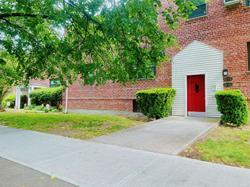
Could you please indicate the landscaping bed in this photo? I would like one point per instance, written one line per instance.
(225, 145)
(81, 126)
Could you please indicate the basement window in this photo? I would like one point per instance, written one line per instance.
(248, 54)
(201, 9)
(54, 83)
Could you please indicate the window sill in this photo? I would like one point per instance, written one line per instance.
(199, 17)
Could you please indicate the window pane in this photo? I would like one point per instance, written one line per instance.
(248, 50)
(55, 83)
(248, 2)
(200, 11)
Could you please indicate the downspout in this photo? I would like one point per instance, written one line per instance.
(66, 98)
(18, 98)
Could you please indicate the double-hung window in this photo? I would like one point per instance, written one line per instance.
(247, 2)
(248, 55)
--
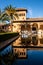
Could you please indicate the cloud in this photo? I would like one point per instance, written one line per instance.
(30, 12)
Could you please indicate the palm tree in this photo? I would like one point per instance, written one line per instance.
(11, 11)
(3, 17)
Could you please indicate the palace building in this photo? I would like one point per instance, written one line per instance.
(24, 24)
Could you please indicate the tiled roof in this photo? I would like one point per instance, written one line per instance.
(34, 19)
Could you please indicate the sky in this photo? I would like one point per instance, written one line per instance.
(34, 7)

What you should do: Can you find every line in the data above that contains the string "window" and copy each one in full, with letter case counting?

Answer to this problem:
Could you please indicate the basement window in this photo? I would like one point per instance, written one line per instance.
Could you please indicate the window sill in this photo? I would like one point per instance, written one line per instance.
Could you please indicate the window pane in this photo? I would like one point per instance, written one line per instance.
Could you please indicate the double-hung window in this photo? I would like one point per instance, written one line per instance.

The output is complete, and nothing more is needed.